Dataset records
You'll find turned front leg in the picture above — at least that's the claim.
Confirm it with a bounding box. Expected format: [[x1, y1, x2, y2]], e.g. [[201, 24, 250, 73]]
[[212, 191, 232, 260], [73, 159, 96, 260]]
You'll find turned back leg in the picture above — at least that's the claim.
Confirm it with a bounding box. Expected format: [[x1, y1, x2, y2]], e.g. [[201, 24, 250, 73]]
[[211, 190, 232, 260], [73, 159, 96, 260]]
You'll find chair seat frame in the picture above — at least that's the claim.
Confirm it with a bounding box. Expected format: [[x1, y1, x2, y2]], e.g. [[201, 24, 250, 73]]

Instructions to follow: Copy all of the rows above verbatim.

Final result:
You'll find turned front leg in the picture above — at least that's the claim.
Confirm it with a bounding box. Expected format: [[x1, y1, x2, y2]], e.g. [[201, 24, 250, 73]]
[[212, 191, 232, 260], [73, 159, 96, 260]]
You'll find turned back leg in the picture above — at least that's the claim.
Confirm it with a bounding box. Expected format: [[x1, y1, x2, y2]], e.g. [[201, 24, 250, 73]]
[[211, 190, 232, 260], [73, 159, 96, 260]]
You'll find chair seat frame in the picture above — at least that's the claim.
Confirm it with a bounding box. Expected format: [[x1, y1, x2, y2]], e.g. [[201, 24, 250, 73]]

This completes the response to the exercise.